-- Work request --
Only the lines below starting at the one containing "Tag the construction" and ending at the one containing "Tag the skyscraper" belong in the answer, each copied exactly.

Data entries
--- START ---
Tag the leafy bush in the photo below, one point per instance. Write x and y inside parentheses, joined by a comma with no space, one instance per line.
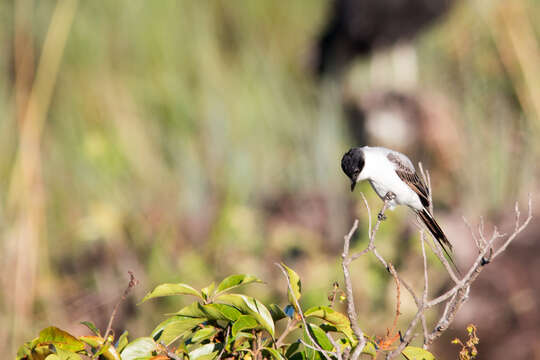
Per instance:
(220,324)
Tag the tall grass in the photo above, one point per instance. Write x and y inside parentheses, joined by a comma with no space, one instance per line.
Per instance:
(171,124)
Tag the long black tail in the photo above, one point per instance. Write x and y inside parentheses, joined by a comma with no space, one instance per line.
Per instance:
(438,234)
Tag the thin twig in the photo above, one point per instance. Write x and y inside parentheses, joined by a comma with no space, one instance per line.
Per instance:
(132,283)
(290,327)
(301,313)
(454,298)
(351,311)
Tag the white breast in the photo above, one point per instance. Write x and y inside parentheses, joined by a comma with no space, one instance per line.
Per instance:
(383,178)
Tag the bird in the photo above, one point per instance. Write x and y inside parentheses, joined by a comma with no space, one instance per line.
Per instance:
(393,177)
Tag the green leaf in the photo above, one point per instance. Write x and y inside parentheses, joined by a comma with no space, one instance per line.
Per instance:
(337,319)
(207,291)
(292,349)
(141,347)
(370,349)
(175,327)
(416,353)
(244,322)
(210,311)
(276,312)
(251,306)
(108,352)
(122,341)
(93,341)
(205,352)
(90,325)
(273,353)
(320,336)
(203,334)
(296,285)
(235,281)
(170,290)
(60,339)
(63,355)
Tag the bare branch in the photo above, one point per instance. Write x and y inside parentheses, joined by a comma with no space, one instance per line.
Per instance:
(132,283)
(301,313)
(454,298)
(351,311)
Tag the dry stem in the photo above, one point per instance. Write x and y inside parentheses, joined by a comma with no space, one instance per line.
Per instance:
(453,298)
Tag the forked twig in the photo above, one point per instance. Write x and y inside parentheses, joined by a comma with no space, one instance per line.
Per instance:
(453,298)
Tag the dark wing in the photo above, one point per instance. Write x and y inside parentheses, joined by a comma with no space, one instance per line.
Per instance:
(407,174)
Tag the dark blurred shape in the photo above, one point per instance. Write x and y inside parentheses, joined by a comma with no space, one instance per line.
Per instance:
(356,27)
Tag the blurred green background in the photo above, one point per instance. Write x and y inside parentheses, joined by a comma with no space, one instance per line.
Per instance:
(189,140)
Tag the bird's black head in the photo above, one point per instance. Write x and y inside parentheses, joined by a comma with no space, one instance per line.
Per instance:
(352,164)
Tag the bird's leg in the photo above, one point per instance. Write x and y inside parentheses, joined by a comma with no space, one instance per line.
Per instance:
(388,197)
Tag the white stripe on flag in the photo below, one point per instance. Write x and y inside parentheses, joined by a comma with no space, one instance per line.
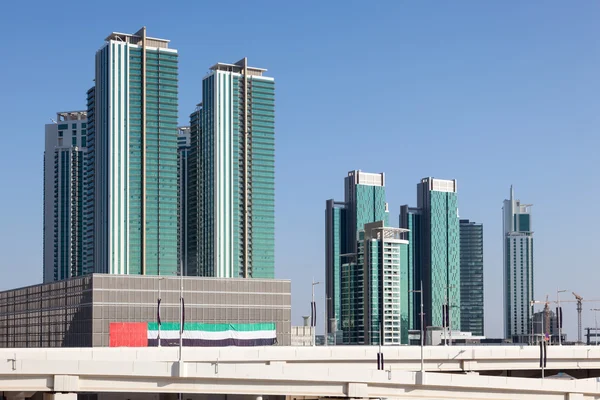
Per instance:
(207,335)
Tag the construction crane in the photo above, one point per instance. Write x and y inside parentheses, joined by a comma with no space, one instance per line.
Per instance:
(579,309)
(546,323)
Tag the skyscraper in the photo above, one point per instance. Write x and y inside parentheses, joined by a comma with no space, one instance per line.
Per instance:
(471,277)
(233,143)
(435,254)
(518,267)
(410,219)
(375,288)
(133,158)
(335,246)
(183,172)
(66,141)
(364,202)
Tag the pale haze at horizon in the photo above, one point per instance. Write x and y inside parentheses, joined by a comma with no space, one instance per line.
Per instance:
(490,94)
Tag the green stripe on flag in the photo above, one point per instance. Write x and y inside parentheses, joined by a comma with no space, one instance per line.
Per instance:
(200,326)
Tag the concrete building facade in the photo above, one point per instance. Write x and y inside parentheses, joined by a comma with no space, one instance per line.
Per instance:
(92,310)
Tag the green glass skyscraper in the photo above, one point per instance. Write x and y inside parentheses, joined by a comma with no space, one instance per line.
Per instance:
(518,267)
(66,141)
(438,250)
(364,202)
(375,288)
(183,180)
(132,161)
(233,146)
(471,277)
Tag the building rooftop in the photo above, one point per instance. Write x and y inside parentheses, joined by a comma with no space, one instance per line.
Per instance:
(136,39)
(71,115)
(238,67)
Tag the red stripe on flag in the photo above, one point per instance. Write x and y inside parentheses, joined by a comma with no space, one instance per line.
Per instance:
(128,334)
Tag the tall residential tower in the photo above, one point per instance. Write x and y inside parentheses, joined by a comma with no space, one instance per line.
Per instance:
(233,146)
(183,179)
(471,277)
(518,267)
(364,202)
(66,141)
(133,157)
(434,252)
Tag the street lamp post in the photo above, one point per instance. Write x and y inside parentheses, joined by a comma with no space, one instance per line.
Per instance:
(595,310)
(448,311)
(313,312)
(158,311)
(559,316)
(422,327)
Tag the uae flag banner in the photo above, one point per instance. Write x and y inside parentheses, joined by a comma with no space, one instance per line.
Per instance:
(213,335)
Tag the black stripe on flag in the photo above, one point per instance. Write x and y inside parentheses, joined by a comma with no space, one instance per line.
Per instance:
(158,313)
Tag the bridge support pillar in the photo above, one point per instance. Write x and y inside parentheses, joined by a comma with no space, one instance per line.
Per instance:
(60,396)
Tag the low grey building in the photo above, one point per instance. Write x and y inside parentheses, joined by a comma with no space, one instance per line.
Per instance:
(122,310)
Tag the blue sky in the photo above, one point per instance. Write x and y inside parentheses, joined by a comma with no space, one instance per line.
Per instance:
(488,93)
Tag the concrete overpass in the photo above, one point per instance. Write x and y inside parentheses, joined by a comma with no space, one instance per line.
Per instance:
(465,372)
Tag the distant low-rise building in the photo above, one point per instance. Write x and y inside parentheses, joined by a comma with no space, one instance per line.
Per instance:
(128,310)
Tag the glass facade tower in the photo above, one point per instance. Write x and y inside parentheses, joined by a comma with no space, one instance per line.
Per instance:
--- END ---
-- Finished task --
Tag the construction crane in the photo above, one point per instance. Write x and y inside parentheses, joined by a comma with no space, one instance per line.
Per instance:
(579,309)
(546,323)
Tag the skyscraper in the photo above, one point per instance. Write x and y inside parentheses, joined by a comma with no space, one instance per line.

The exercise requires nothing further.